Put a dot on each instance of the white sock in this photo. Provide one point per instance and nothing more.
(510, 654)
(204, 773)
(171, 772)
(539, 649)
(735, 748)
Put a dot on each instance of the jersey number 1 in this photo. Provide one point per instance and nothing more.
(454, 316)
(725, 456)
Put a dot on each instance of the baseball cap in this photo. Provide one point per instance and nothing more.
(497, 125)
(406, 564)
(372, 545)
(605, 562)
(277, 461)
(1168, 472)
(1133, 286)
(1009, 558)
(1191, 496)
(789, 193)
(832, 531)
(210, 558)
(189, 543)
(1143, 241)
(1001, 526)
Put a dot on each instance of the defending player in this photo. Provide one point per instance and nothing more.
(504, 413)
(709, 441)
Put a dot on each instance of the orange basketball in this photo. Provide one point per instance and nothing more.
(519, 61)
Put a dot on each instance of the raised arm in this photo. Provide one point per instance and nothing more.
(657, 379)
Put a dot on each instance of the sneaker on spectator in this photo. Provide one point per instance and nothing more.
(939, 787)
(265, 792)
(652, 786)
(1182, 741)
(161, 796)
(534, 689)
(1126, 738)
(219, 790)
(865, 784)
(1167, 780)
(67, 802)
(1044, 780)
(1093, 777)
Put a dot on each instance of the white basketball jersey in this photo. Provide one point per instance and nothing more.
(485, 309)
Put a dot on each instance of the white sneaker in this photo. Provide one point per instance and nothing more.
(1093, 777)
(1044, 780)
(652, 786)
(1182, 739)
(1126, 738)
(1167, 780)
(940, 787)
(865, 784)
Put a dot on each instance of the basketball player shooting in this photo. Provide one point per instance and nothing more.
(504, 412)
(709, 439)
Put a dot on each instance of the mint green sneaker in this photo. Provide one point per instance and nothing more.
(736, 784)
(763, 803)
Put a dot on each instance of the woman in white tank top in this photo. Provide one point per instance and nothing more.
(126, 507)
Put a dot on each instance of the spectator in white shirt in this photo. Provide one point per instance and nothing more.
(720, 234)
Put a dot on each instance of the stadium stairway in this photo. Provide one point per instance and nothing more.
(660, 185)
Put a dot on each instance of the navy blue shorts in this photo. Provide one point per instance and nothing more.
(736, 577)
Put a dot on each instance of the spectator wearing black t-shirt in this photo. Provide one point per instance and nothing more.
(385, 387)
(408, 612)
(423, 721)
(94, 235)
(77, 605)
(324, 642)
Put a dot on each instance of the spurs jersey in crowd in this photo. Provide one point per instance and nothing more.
-------------------------
- [Try it]:
Produce the entries above once more, identical in every detail.

- [Solution]:
Put a dot on each instance of the white sock in this photo. Provide one point per instance and nothing more.
(510, 654)
(204, 773)
(171, 772)
(539, 649)
(735, 748)
Put a dot on each instance of the jersey number 1 in this photo. Provide one point per instance and nothing more.
(454, 316)
(725, 456)
Put a dot on each instance of the baseball cap in this photo. Provide one point per instance and nothing more.
(497, 125)
(406, 564)
(372, 545)
(605, 562)
(277, 461)
(1168, 472)
(1133, 286)
(1009, 558)
(1191, 496)
(789, 193)
(832, 531)
(210, 558)
(189, 543)
(1143, 241)
(1001, 526)
Put a dot on each instance of the defending player in this photo. Provide one point per instance and nothing more.
(504, 413)
(709, 441)
Put a dot on each instance of the orange basketball in this photo. Provide one point per instance and nothing more.
(519, 61)
Put a dot on each instance of the raised arm in this photo. Provide one point per instance and nothing more.
(657, 379)
Put a dot on each instance of the sneaker on spectator in this photo. Provide one point per instance and nothing more.
(939, 787)
(265, 792)
(652, 786)
(1182, 741)
(161, 796)
(534, 689)
(1126, 738)
(219, 790)
(865, 784)
(1167, 780)
(67, 802)
(1044, 780)
(1093, 777)
Put a dot on each instance of the white basketball jersey in this photo. Provide one point per instance and nothing more.
(485, 309)
Put a dot on each instance of the white sneaker in this photo. Provide one point per instance and nothing more.
(1093, 777)
(1044, 780)
(652, 786)
(1182, 739)
(1126, 738)
(1167, 780)
(940, 787)
(865, 784)
Put a dot on each instance of the basketball player shooting in this photo. Provide one point per instance and nothing more.
(504, 412)
(709, 439)
Put a dot on each instance of the mint green sneaker in this photo. Provide one point per instance and nothing more.
(736, 784)
(763, 803)
Put a dot on each instance of the woman in white tank top in this photo. Provide one point per instance and nothing more.
(126, 507)
Put a dot on each instance of the spectator in white shirt in this photo. Provide one point per instance and nothing more.
(720, 234)
Put a dot on each instance of the stadium stairway in this photo. Provide one point per instance and nothing more.
(660, 185)
Put a dot on each instance of the navy blue shorts in this photo. Provide one point per instance and nothing more.
(736, 577)
Put a dot on each instance of the spectator wearing black t-shirt in this photo. Provide one point per instance and nothing more.
(385, 387)
(408, 612)
(423, 721)
(94, 235)
(77, 605)
(324, 642)
Put a dot on each instance of the spurs jersey in crowd in this photo. Provide one point per instance and nothing more.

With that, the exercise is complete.